Task to complete
Reproduce the following material exactly, including every line.

Data supplied
----

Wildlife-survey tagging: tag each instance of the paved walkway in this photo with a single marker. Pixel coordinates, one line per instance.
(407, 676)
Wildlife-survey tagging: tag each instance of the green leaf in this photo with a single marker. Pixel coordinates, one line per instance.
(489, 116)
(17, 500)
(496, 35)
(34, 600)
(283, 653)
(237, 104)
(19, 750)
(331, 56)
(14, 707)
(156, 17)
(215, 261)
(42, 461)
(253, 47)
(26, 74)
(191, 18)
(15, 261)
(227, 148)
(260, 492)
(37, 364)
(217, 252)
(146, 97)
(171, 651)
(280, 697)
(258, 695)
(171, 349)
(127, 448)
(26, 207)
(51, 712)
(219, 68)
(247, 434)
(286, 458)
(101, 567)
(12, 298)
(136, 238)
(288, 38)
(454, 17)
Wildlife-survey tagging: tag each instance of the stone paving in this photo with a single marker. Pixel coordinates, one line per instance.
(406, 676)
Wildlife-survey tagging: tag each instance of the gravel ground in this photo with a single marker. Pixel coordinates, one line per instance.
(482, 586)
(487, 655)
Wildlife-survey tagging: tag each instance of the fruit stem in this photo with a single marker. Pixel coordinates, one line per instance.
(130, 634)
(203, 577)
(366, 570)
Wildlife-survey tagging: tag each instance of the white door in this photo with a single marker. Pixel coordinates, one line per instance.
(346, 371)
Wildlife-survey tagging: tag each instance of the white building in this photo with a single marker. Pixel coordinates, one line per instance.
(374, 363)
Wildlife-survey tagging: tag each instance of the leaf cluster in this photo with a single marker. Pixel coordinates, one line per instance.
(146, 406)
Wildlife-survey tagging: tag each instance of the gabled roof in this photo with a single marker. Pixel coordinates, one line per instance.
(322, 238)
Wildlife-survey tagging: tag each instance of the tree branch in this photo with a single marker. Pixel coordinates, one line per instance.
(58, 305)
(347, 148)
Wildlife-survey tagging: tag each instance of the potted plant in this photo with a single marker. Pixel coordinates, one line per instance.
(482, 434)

----

Answer box
Wildlife-survey tagging: tag each instance of the paved walkway in this photo with a single marker. Pixel coordinates, one line per instance.
(407, 676)
Wildlife-survey tagging: tag each instance of the green leaf in this photo with a single marker. Pixel coordinates, one line per instance.
(489, 116)
(17, 500)
(496, 35)
(34, 600)
(283, 653)
(237, 104)
(19, 750)
(331, 56)
(14, 707)
(156, 17)
(215, 261)
(42, 461)
(253, 47)
(26, 74)
(191, 18)
(15, 261)
(227, 148)
(260, 492)
(37, 364)
(217, 252)
(146, 97)
(171, 651)
(280, 697)
(258, 695)
(171, 349)
(127, 448)
(26, 207)
(51, 712)
(219, 68)
(247, 434)
(286, 458)
(101, 567)
(12, 298)
(136, 238)
(288, 38)
(454, 17)
Wildlife-survey tagging: tag each instance of the stone paving in this photo with a single marker. Pixel coordinates, one line per instance.
(406, 676)
Wildlife-survey tagging: tag each instance of the gravel ground in this photo with a single marker. Pixel coordinates, one line per instance.
(482, 586)
(487, 655)
Wildlife-survey tagging: tag each instance of the fruit stem in this photo with a single marker. Pixel coordinates, one line per instance.
(130, 634)
(203, 577)
(366, 570)
Wildlife-survey tagging: tag each instance of the white door in this photo with a single marker. Pixel coordinates, one line per instance.
(346, 371)
Wildlife-survey tagging: tag each instance of the white building in this photo with a single marker. Pixel coordinates, one line per instance.
(374, 363)
Wildlife-survey tagging: tag each instance of the leaf cluster in this photo with a single marker. Pixel coordinates, one line per instance.
(146, 406)
Wildlife-survey tagging: tag each instance of the gabled roof in this photo with a single marker. Pixel coordinates, one line per instance.
(322, 238)
Wildlife-survey tagging: tag each instance of the tree branch in this photo with a single marker. Pixel coordinates, one line per instance.
(58, 305)
(347, 148)
Wildlife-survey tagging: tag each instance of the potted plant in this photo with a single marker. Pixel coordinates, one line per instance.
(482, 434)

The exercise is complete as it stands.